TEXT EXCERPT ▸

▬▬▬

GENEVA — The World Health Organization expressed doubt on Monday about achieving important United Nations benchmarks in battling Ebola, saying the year-end goals of isolating and treating all patients and safely burying all the dead would be major challenges.

However, the W.H.O. said, significant progress has been made in reversing the upward trajectory of Ebola cases in many places across the three West African countries ravaged by the disease.

Among the biggest challenges now, the agency’s top official for the Ebola response said, is to track down every person potentially exposed. To do this, the organization plans to nearly double the number of its experts on the ground to assist 20,000 community health workers.

“To get to zero you have to find every case,” the official, Bruce Aylward, assistant director general for emergencies, told reporters at a briefing here.

▬▬▬

DATA BLOCK ▸

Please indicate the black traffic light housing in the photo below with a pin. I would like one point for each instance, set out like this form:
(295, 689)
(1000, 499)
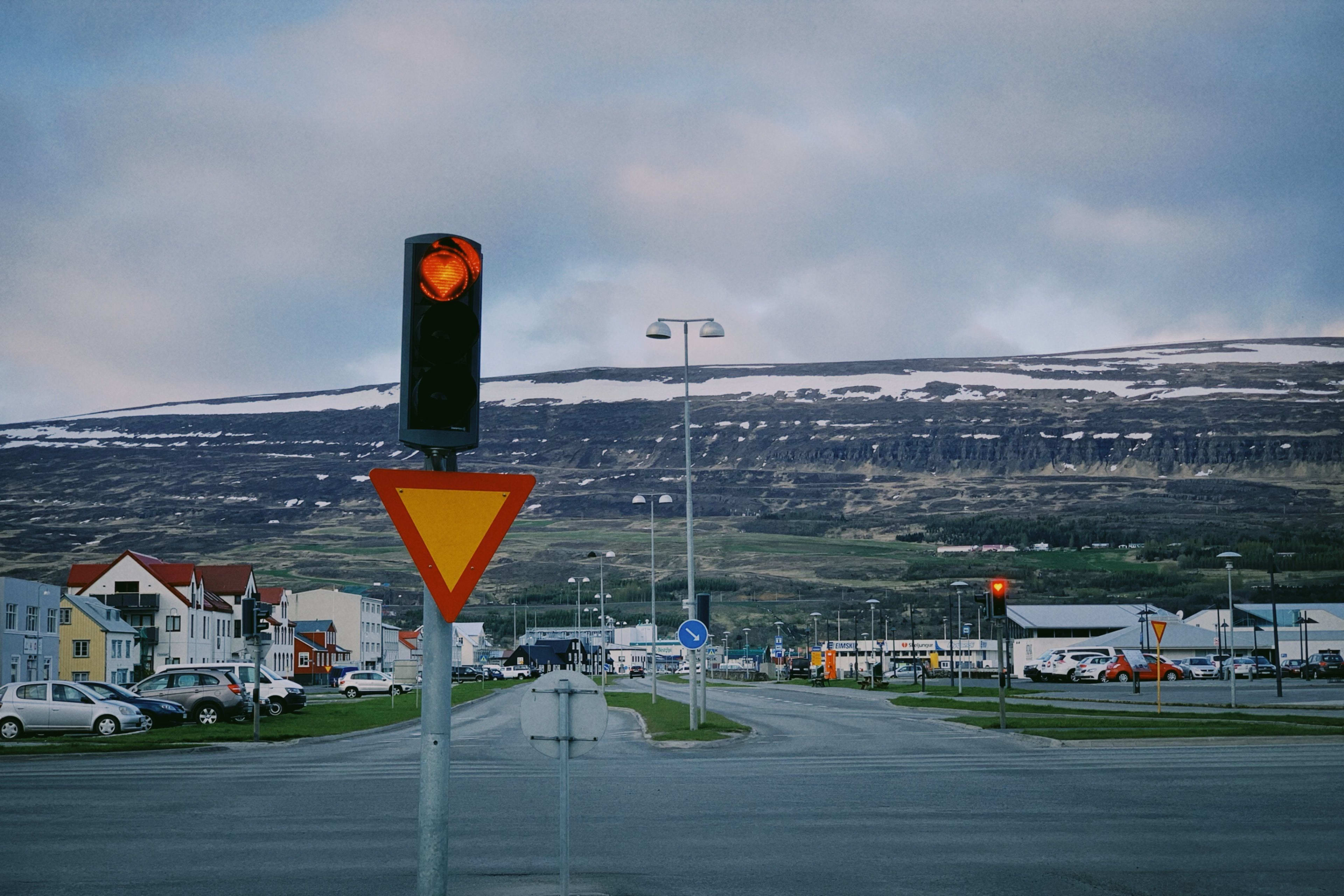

▬▬▬

TASK INSTRUCTIONS ▸
(1) According to the Ebola report, how many community health workers will the World Health Organization's experts assist?
(2) Carry on the Ebola report from the point where it ends.
This material has nothing to do with the Ebola report.

ANSWERS BELOW ▸
(1) 20,000 community health workers.

(2)
The geography of Ebola has shifted, further complicating the efforts to eradicate it: For instance, in Guinea, Ebola is now thought to be in nearly twice as many districts as it was just two months ago, when the United Nations established a new mission to coordinate the international response. And in Sierra Leone, Ebola is ravaging the western part of the country, while only a handful of new cases are surfacing in previous hot spots.

“We need to move like a school of fish or a flock of birds,” said Dr. David Nabarro, the United Nations secretary general’s special envoy for the Ebola response, speaking by telephone from Monrovia, Liberia. “As the situation changes we all need to shift how we respond without a long lag period.”

Last week, the W.H.O. estimated, there were 1,100 new Ebola patients across the three countries most affected by the outbreak — Guinea, Liberia and Sierra Leone — slightly higher than the roughly 1,000 per week at the beginning of October.

But the number of new cases is not rising as fast as it was during the summer.

“We are no longer seeing exponential growth of this and in some areas we are seeing steep decline,” Dr. Aylward said.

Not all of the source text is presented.